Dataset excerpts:
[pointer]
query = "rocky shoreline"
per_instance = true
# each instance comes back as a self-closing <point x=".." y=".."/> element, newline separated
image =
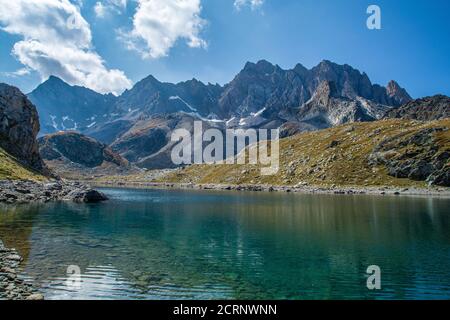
<point x="12" y="287"/>
<point x="19" y="191"/>
<point x="412" y="191"/>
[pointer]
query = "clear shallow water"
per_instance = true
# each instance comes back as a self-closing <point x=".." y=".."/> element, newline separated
<point x="163" y="244"/>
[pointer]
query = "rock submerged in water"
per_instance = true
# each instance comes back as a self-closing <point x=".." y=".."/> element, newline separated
<point x="12" y="286"/>
<point x="87" y="196"/>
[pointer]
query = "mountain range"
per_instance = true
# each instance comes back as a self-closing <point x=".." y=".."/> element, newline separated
<point x="138" y="123"/>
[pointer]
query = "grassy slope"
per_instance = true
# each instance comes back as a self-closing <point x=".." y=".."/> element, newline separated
<point x="308" y="158"/>
<point x="11" y="169"/>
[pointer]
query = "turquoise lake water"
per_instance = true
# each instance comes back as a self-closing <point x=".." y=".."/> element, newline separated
<point x="165" y="244"/>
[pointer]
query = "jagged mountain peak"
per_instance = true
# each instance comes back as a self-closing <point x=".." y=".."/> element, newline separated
<point x="397" y="93"/>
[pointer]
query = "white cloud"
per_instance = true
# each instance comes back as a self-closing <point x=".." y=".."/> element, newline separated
<point x="158" y="25"/>
<point x="57" y="41"/>
<point x="18" y="73"/>
<point x="253" y="4"/>
<point x="102" y="8"/>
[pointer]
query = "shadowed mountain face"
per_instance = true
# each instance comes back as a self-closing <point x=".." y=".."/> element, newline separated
<point x="65" y="107"/>
<point x="138" y="124"/>
<point x="19" y="126"/>
<point x="79" y="149"/>
<point x="71" y="154"/>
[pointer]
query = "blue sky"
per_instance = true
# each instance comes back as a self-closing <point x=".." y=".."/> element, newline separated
<point x="114" y="43"/>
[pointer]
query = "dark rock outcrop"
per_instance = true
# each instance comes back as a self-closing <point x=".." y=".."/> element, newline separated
<point x="30" y="191"/>
<point x="19" y="126"/>
<point x="425" y="109"/>
<point x="87" y="196"/>
<point x="11" y="286"/>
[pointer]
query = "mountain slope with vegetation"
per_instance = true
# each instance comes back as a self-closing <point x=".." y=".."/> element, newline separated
<point x="382" y="153"/>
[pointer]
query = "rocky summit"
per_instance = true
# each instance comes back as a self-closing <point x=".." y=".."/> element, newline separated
<point x="138" y="124"/>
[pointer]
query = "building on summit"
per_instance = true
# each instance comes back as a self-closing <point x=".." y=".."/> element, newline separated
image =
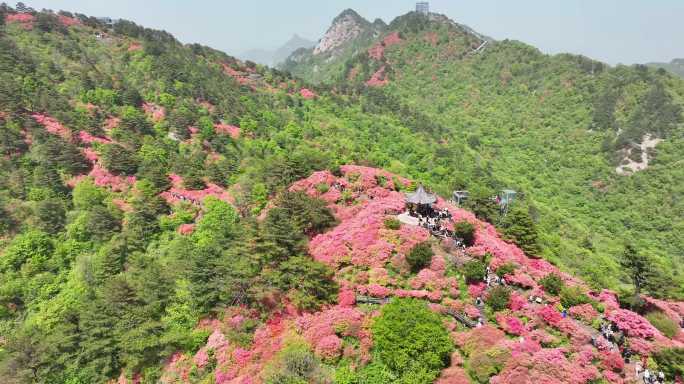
<point x="423" y="7"/>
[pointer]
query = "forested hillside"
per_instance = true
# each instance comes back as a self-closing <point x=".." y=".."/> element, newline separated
<point x="596" y="151"/>
<point x="112" y="136"/>
<point x="171" y="214"/>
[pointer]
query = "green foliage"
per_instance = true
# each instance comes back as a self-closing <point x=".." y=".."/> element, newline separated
<point x="667" y="326"/>
<point x="552" y="284"/>
<point x="309" y="283"/>
<point x="420" y="256"/>
<point x="119" y="160"/>
<point x="474" y="271"/>
<point x="521" y="229"/>
<point x="392" y="223"/>
<point x="295" y="364"/>
<point x="498" y="297"/>
<point x="506" y="269"/>
<point x="310" y="215"/>
<point x="87" y="195"/>
<point x="671" y="361"/>
<point x="484" y="364"/>
<point x="50" y="215"/>
<point x="32" y="248"/>
<point x="466" y="231"/>
<point x="410" y="339"/>
<point x="95" y="291"/>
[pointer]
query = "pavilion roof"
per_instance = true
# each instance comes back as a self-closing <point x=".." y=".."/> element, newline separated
<point x="420" y="196"/>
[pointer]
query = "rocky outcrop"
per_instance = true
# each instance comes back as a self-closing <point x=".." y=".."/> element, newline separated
<point x="346" y="27"/>
<point x="628" y="165"/>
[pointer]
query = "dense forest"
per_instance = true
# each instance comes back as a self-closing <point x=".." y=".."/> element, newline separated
<point x="146" y="194"/>
<point x="553" y="128"/>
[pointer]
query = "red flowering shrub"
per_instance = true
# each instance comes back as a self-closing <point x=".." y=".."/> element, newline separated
<point x="612" y="361"/>
<point x="585" y="312"/>
<point x="476" y="290"/>
<point x="307" y="93"/>
<point x="321" y="329"/>
<point x="19" y="18"/>
<point x="87" y="138"/>
<point x="227" y="129"/>
<point x="329" y="346"/>
<point x="186" y="229"/>
<point x="346" y="298"/>
<point x="68" y="21"/>
<point x="632" y="324"/>
<point x="550" y="315"/>
<point x="155" y="112"/>
<point x="177" y="193"/>
<point x="516" y="302"/>
<point x="453" y="375"/>
<point x="510" y="324"/>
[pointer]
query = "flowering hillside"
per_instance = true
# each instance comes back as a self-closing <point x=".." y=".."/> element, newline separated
<point x="524" y="343"/>
<point x="166" y="213"/>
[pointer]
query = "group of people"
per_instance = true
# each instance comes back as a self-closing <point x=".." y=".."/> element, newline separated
<point x="650" y="377"/>
<point x="492" y="279"/>
<point x="433" y="223"/>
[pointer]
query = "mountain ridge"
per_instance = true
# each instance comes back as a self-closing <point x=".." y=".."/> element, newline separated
<point x="460" y="85"/>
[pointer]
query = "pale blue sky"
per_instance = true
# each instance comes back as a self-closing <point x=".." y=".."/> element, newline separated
<point x="615" y="31"/>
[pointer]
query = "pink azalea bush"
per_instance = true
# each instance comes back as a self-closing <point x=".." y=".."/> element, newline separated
<point x="511" y="324"/>
<point x="68" y="21"/>
<point x="19" y="18"/>
<point x="307" y="93"/>
<point x="186" y="229"/>
<point x="633" y="324"/>
<point x="585" y="312"/>
<point x="550" y="315"/>
<point x="87" y="138"/>
<point x="227" y="129"/>
<point x="155" y="112"/>
<point x="177" y="193"/>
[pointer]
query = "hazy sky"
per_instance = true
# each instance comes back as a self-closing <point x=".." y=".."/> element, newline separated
<point x="615" y="31"/>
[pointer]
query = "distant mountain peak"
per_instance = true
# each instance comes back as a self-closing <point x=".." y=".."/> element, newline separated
<point x="346" y="27"/>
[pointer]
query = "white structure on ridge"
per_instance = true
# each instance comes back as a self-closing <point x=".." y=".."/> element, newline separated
<point x="423" y="7"/>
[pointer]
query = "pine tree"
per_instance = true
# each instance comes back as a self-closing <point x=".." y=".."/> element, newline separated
<point x="520" y="228"/>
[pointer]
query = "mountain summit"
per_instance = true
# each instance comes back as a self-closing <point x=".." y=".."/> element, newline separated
<point x="345" y="28"/>
<point x="594" y="146"/>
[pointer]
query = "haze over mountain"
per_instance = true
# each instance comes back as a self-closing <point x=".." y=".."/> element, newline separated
<point x="675" y="66"/>
<point x="277" y="56"/>
<point x="403" y="203"/>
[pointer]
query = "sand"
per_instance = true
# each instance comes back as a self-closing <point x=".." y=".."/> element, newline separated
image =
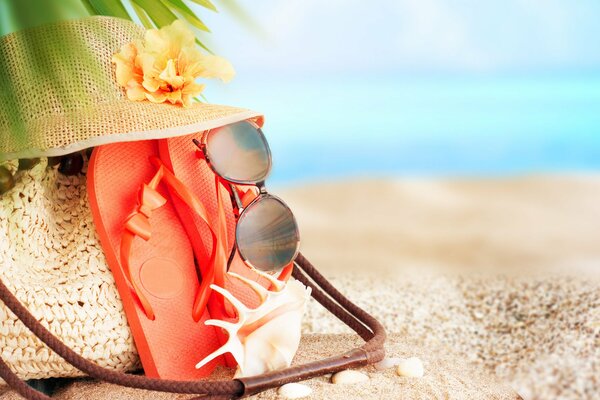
<point x="506" y="272"/>
<point x="444" y="378"/>
<point x="493" y="283"/>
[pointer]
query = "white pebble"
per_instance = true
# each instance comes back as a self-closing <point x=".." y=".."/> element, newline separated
<point x="349" y="376"/>
<point x="294" y="391"/>
<point x="387" y="363"/>
<point x="412" y="367"/>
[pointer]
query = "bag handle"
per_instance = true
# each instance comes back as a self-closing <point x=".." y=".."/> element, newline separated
<point x="323" y="291"/>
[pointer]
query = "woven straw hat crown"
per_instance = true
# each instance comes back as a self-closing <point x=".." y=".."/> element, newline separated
<point x="51" y="106"/>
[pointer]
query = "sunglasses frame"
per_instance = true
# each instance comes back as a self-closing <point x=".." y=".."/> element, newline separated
<point x="203" y="145"/>
<point x="260" y="184"/>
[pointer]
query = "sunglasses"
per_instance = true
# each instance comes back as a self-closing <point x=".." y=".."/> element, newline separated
<point x="266" y="235"/>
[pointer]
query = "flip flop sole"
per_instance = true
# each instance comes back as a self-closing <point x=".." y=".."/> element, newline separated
<point x="162" y="267"/>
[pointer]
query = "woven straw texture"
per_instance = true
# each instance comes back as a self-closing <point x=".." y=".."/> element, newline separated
<point x="52" y="106"/>
<point x="52" y="261"/>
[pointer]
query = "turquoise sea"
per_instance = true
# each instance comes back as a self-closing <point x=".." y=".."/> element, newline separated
<point x="322" y="129"/>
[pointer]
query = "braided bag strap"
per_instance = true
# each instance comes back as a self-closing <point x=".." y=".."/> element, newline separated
<point x="323" y="291"/>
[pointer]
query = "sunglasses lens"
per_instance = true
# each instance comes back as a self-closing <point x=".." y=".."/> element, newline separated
<point x="267" y="234"/>
<point x="239" y="152"/>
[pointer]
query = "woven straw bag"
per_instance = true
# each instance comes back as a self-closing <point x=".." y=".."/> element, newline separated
<point x="52" y="261"/>
<point x="50" y="255"/>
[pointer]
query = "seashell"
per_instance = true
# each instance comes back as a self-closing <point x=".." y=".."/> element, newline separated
<point x="348" y="377"/>
<point x="387" y="363"/>
<point x="294" y="391"/>
<point x="267" y="337"/>
<point x="411" y="367"/>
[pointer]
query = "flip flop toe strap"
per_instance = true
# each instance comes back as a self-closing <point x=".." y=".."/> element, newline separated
<point x="138" y="225"/>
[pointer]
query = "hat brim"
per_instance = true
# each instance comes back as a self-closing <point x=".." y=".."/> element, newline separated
<point x="122" y="121"/>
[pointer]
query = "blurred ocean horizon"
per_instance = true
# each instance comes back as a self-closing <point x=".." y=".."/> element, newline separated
<point x="429" y="125"/>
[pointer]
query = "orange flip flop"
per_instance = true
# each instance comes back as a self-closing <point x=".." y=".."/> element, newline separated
<point x="151" y="257"/>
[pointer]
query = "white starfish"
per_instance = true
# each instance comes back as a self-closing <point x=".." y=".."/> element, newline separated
<point x="267" y="337"/>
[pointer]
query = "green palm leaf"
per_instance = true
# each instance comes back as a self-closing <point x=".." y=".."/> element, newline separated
<point x="20" y="14"/>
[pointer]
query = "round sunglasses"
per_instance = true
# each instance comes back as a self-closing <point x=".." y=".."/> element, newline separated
<point x="266" y="235"/>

__TASK OBJECTIVE__.
Find the word "strap" in the entries, and copy every line it shows up in.

__EXERCISE RESULT__.
query = "braided bag strap"
query = "flip flop toe strap"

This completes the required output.